Count the lines in the records below that contain the string "mountain", treating uppercase and lowercase as different. Reply with the number alone.

━━━━━━━━━━━━━━━━

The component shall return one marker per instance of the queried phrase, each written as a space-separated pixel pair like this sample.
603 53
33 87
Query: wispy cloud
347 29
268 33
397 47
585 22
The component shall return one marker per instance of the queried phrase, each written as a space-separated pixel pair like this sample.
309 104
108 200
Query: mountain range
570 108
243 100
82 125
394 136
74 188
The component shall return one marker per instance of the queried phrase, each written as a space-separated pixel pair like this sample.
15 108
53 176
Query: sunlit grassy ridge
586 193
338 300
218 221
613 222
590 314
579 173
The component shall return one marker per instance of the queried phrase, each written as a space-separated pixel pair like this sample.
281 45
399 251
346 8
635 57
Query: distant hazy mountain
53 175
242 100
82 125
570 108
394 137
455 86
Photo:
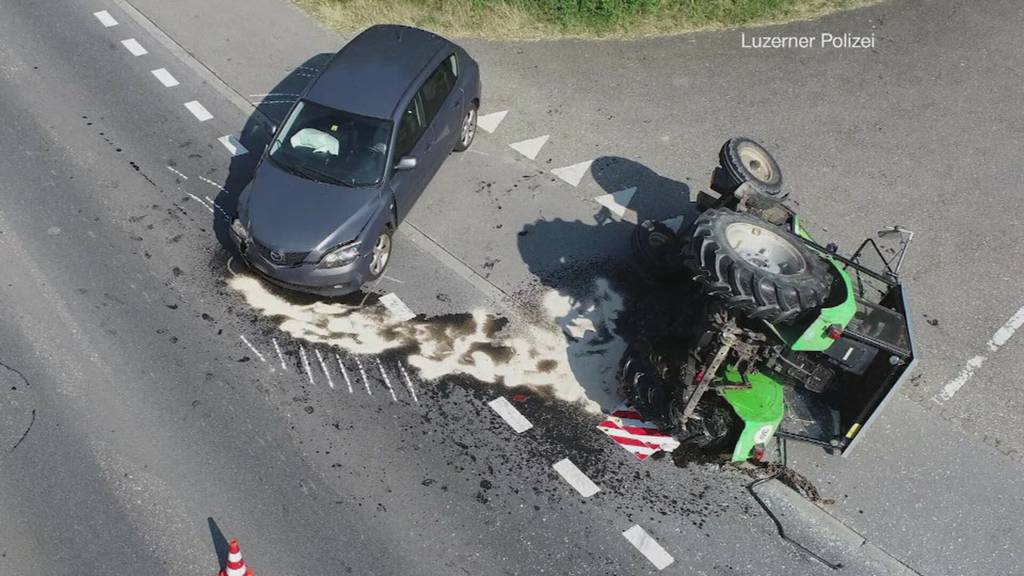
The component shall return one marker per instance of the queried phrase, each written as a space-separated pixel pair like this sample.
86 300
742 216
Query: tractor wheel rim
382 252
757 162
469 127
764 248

━━━━━━━━━━━━━━━━

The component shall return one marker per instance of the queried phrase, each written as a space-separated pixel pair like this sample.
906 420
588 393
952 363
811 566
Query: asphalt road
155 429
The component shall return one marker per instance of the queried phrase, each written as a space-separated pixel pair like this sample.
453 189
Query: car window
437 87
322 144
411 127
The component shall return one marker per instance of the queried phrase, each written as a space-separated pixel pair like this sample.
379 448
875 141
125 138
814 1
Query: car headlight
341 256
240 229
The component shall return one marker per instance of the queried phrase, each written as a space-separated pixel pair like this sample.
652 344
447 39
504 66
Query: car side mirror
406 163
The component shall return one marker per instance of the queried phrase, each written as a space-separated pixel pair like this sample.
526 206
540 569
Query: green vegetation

━━━━━━━━━━━━━━━━

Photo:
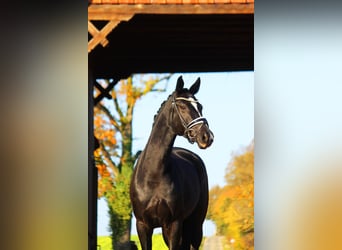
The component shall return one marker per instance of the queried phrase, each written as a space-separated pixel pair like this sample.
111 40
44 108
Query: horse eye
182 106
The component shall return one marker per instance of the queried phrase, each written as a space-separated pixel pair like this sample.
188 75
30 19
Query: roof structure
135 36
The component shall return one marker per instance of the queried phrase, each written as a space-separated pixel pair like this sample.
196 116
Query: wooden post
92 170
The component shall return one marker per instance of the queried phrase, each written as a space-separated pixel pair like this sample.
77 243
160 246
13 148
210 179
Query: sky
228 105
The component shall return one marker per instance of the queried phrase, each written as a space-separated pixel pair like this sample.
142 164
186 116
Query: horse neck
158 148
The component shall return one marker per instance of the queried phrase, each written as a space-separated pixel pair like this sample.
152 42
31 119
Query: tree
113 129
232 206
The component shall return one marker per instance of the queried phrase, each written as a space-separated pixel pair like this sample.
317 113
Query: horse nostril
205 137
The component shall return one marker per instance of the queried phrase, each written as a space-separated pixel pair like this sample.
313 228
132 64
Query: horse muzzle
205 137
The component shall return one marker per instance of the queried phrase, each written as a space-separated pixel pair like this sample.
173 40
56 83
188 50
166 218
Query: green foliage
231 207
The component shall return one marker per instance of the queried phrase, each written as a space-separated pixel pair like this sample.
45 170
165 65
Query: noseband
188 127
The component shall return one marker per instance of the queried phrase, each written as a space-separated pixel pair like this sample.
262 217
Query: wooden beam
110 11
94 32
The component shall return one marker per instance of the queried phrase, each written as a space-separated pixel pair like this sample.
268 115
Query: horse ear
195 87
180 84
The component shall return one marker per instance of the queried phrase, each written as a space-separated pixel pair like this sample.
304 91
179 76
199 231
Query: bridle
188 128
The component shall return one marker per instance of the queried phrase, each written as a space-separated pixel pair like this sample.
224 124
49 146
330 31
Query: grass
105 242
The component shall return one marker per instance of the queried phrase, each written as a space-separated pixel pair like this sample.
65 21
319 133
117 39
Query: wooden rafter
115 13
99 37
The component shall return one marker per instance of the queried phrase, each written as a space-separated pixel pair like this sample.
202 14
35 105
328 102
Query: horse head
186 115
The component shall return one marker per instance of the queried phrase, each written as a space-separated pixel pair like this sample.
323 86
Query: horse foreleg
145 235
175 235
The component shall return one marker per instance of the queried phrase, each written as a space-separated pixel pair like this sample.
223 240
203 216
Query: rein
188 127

━━━━━━━━━━━━━━━━

▸ RESULT:
2